## [PAGE]
━━━━━━━━━━

Cynics might argue that the latest moves
were prompted by the president's embarrassment
that his meeting with US leader George W Bush in
Washington last month almost coincided with the
temporary closure of the US Embassy in Jakarta, in
response to "specific information" of terrorist
threats. But the real catalyst for the new push on
the home front is likely to have been the May 28
market bombing in the mainly Christian town of
Tentena, near Poso, Central Sulawesi.
Twenty-two people died and dozens of
others were injured in that blast, making it the
deadliest bombing in Indonesia since the Bali
bombings killed 202 people in 2002. Local
officials have hinted that the Tentena bombing
could have been politically motivated to justify a
strong military presence in the area. The police,
however, say it may have been the work of Islamic
militants hoping to revive religious tensions in
Central Sulawesi.
Shortly after the
anti-terror plan was announced, TNI chief General
Endriartono Sutarto, unsurprisingly, gave his
blessing to the proposed resurrection of
Bakorinda. Asked about fears the new plans would
bring back repressive government, Sutarto said:
"Which do you prefer, having such fears or losing
lives."
State Secretary Sudi Silalahi
deemed the reinstatement of Bakorinda necessary
and said it "is not aimed at frightening people,
but rather to improve the coordination among our
security authorities".
Threat to the
region Australia has long been wary of its
neighbor - the world's most populous Muslim
country and the setting for Australia's own
September 11, the Bali bombings, in which 80
Australians were killed. The Australian Department
of Foreign Trade last week cited "credible
reports" suggesting that plans by terrorists to
carry out attacks in Indonesia were in advanced
stages. The warning noted that the bomb attack
outside the Australian Embassy on September 9,
2004, "underscores that the threat to Australians
in Indonesia is real".
Police say
Malaysians Noordin Mohammed Top and Azahari bin
Husin, alleged key members of the al-Qaeda-linked
Jemaah Islamiah (JI) Southeast Asian terrorism
network, both of whom top Indonesia's most-wanted
list, are currently recruiting people and planning
another attack. Just last week Top's wife was
sentenced to three years in jail for hiding him.
Noordin and Top are believed to be among
the perpetrators of a series of blasts in
Indonesia, including those in Bali, the 2003 JW
Marriott Hotel bombing in Jakarta that claimed 12
lives, and the blast near the Australian Embassy
in September that killed 10.
The usual
suspects Lieutenant General Zen Maulani,
head of the Coordinating Agency for National
Intelligence (Bakin) from 1998-2000, has said on
record that organizations such as Laskar Jihad,
Front Pembela Islam, Laskar Jundullah and Laskar
Hisbullah were not terrorist or extremist groups
in the real sense; they were formed in response to
the repression of Suharto's New Order regime and
unfair and unjust treatment by the government.
They have nothing to do with al-Qaeda or the US
"war on terrorism", claimed the general.
This is the same man who preached to
around 6,000 chanting followers crowded in and
around a Solo (Surakarta) mosque to show their
support for militant cleric Abu Bakar Ba'asyir
prior to his arrest less than a week after the
Bali bombings. Maulani disputed the allegations
against Ba'asyir and told the gathered masses,
"This war against international terrorism is
merely a tool to dominate the world oil sources."

━━━━━━━━━━

## [WHAT YOU ARE ASKED TO DO]
Extend the article on Indonesia's renewed anti-terror drive by writing the passage that follows its final sentence.

[Dataset excerpts on pointing to objects]
━━━━━━━━━━

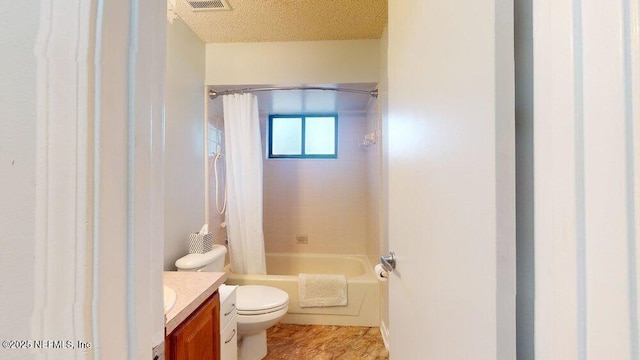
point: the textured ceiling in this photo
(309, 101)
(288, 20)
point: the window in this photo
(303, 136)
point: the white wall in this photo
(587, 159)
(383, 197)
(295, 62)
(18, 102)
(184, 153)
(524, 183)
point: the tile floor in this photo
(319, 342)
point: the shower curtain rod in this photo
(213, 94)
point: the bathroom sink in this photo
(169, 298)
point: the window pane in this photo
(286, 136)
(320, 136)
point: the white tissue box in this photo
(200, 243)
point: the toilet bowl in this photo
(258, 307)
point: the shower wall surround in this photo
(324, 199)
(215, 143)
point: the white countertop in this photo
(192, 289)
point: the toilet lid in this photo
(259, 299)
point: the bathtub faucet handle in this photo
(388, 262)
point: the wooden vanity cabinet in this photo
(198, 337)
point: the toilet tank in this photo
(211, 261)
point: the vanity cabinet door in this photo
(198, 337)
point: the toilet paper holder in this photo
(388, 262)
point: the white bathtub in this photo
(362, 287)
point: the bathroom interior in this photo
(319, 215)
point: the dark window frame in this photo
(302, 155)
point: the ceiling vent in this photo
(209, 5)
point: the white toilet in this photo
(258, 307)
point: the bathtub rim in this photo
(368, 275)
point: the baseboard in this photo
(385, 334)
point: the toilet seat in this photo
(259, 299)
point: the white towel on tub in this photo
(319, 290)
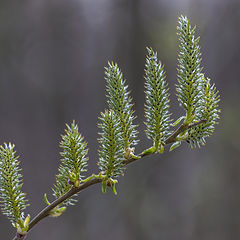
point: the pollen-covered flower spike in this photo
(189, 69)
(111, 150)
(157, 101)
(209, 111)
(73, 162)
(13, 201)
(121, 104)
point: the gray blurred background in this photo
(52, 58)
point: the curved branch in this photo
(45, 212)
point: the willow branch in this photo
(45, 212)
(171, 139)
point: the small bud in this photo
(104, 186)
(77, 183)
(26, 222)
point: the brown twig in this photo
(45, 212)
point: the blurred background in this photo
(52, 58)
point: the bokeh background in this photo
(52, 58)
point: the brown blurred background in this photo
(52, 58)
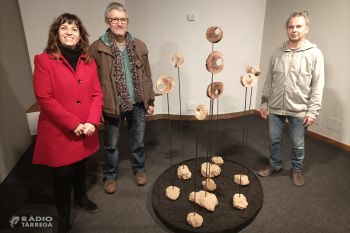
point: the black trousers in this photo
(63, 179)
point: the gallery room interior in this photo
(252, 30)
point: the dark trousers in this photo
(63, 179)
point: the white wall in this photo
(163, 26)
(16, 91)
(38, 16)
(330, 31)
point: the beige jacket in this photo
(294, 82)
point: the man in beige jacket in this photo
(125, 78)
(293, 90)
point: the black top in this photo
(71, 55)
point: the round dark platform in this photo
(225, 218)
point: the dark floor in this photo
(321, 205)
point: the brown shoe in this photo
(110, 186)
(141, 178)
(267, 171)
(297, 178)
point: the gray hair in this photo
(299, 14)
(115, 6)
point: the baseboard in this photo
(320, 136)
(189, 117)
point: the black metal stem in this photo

━━━━━━━━━━

## [RESPONSE TO THE EXERCISE]
Ba'asyir, accused by the major powers of
leading the JI, designated a terrorist
organization by the United Nations Security
Council, is presently serving a 30-month jail
sentence for involvement in the conspiracy behind
the Bali bombings. Washington and Canberra have
accused Jakarta of letting the courts get in the
way of fighting terrorism and lacking "political
will" (see Indonesia's trial by
terror, March 12).
Yudhoyono,
for his part, has said Indonesia would outlaw the
JI if its existence could be "legally proven" and
if its members were involved in terrorist acts.
Under current anti-terrorism regulations,
suspicions of terrorism are based on individual
actions and not as a consequence of group
membership.
Criticism of the
police The national police are coming under
increasing fire for a perceived view of terrorism
as a routine matter, instead of a real threat to
public security. The military and the police were
integrated under the aegis of the Indonesian Armed
Forces, until being separated in 1999. Currently,
the two forces are under the direct supervision of
the president.
Rights groups say the
police and military should remain separate, as
they fear any form of reunification will encourage
the military to resume its socio-political role,
in which the rights of ordinary Indonesians were
often pushed aside to succor and defend the
business and political interests of the ruling
elite.
Two leading legislators - Permadi,
from the Indonesian Democratic Party of Struggle
who is a member of a commission on defense,
foreign affairs and information; and Golkar
legislator Akil Mochtar, deputy chairman of a
commission on law, legislation, human rights and
security - have called for the dismissal of
national police chief General Dai Bachtiar.
Their outspoken demands came after radical
Muslim cleric Abu Jibril, a Ba'asyir associate and
member of the Ba'asyir-led Indonesian Mujahideen
Council, claimed a bomb blast a week ago outside
his house may have been masterminded by the US to
intimidate him into stopping his campaign for an
Islamic state.
Jibril, described by the US
State Department as JI's primary recruiter and
second in command, was arrested in Malaysia in
June 2001, during a crackdown on the JI and local
militant organization Kumpulan Mujahideen
Malaysia, a militant group that like JI seeks to
set up an Islamic state. Jibri was detained for
two years on suspicion of links to terrorism, but
was later deported to Indonesia.
Mochtar
was quoted as saying he thought the bombing
outside Jibril's home could have been conducted by
terrorists as a warning that they had approached
Jakarta and might also have been perpetrated by
Australians opposed to the recent conviction of
Schapelle Corby for drug smuggling.
Permadi, though conceding that police have
caught several perpetrators after bombings,
claimed they had failed to take adequate steps to
prevent terrorism. He cited the fact that Azahari,
stopped by traffic police after last year's
bombing at the Australian Embassy, simply paid a
small bribe to avoid a traffic fine. "We should
not expect the security situation to improve much
if police are still like that," Permadi said.
An unseen enemy The most potent
weapon against terrorism remains effective
intelligence, but pinpointing the enemy in the
vast Indonesian archipelago will be no easy task.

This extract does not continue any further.